▶ _Yapılacaklar_:
(1) Start-up paneli haberine göre çevrimiçi toplantının moderatörlüğünü kim yaptı?
(2) Start-up paneli haberinin devamını, metnin bittiği yerden başlayarak yazın.

▶ _Gösterilen Metin_:
□ □ □ □ □
Almanya’nın sanayi merkezi start-up’ları bekliyor
Dünya Gazetesi’nin düzenlediği “Değer Zincirinin İki Güçlü Halkası Almanya ve Türkiye’nin Startup’lara Sunduğu Fırsatlar” toplantısında, Kuzey RenVestfalya eyaletinden temsilciler, Türk start-up’ları Almanya’daki dijitalleşmeye ihtiyacı olan KOBİ’lerle işbirliğine davet etti.
21. DÜNYA Gazetesi Türk Dış Yatırımları Paneli, “Değer Zincirinin İki Güçlü Halkası Almanya ve Türkiye’nin Start-Up’lara Sunduğu Fırsatlar” başlığı altında gerçekleşti. Dünya Gazetesi Yöneticisi Hakan Güldağ’ın moderatörlüğünde gerçekleşen çevrimiçi toplantının açılışında konuşan NRW Global Business Avrupa, Ortadoğu ve Afrika Bölgesi Genel Müdürü Elena Matkina, yeni normal denilen bu dönemde de Türkiye ve Almanya’nın işbirliği yapmaktan vazgeçmeyeceğini vurguladı. Köln Kalkınma Ajansı Genel Müdürü Mihael Josipovic ise “Uzun zaman sonra yurtdışına yaptığımız ilk ziyarette İstanbul’a geldik. Bu, İstanbul’a ve iş ilişkilerine olan ilgimizi de gösteriyor. Türk şirketleri ve özellikle start-upları şehrimize yakından bakmaları ve işbirliği için Köln’e bekliyoruz” dedi.
□ □ □ □ □
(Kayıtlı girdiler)
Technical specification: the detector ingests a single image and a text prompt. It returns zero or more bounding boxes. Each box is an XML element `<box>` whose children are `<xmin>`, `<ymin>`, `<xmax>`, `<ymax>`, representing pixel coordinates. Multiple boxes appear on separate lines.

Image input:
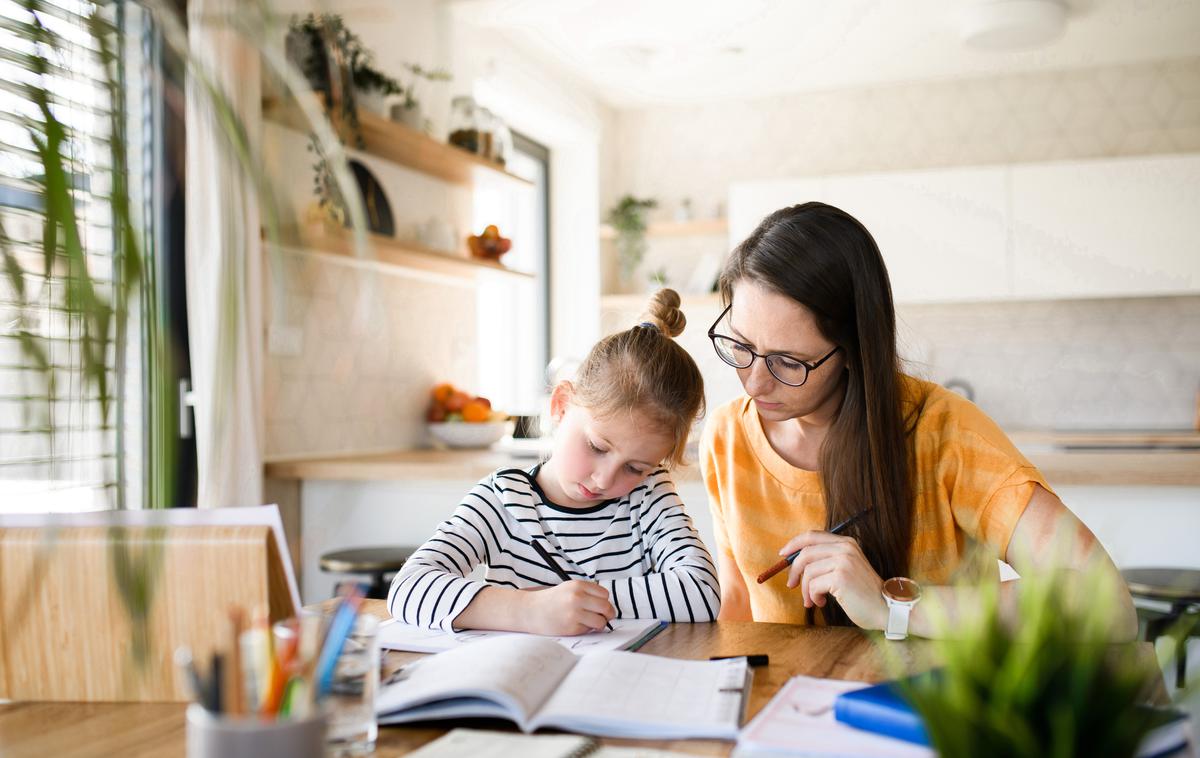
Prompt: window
<box><xmin>0</xmin><ymin>0</ymin><xmax>182</xmax><ymax>512</ymax></box>
<box><xmin>473</xmin><ymin>133</ymin><xmax>550</xmax><ymax>415</ymax></box>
□ □ □ □ □
▶ _Görev Çıktıları_:
(1) Dünya Gazetesi Yöneticisi Hakan Güldağ.

(2)
Son yıllarda yeni teknolojilerle oyun değiştiren veya yeni oyun kuran start-upları değerlendirmeye almaya karar verdiklerini söyleyen NRW Global Business Türkiye Temsilcilik Müdürü Adem Akkaya, start-upların Kuzey Ren-Vestfalya’ya neden gelmesi gerektiğine dair açıklamalarda bulundu. Akkaya yaptığı konuşmada, “Kuzey Ren-Vestfalya, Almanya’nın 16 eyaletten en büyüğü ve büyük potansiyel barındırıyor. 18 milyonluk nüfusun 9,6 milyonu çalışıyor. Toplamda 711 milyar Euro gayri safi yurtiçi hasılası var. 500 km yarıçapında 160 milyon insanın yaşadığı pazara ulaşıyor. Bu rakam, satın alma gücünün yüzde 45’ine tekabül ediyor. Avrupa’ya açılmak, Avrupa’dan dünyaya açılmak istiyorsanız gelebileceğiniz en doğru yer Kuzey Ren-Vestfalya” dedi.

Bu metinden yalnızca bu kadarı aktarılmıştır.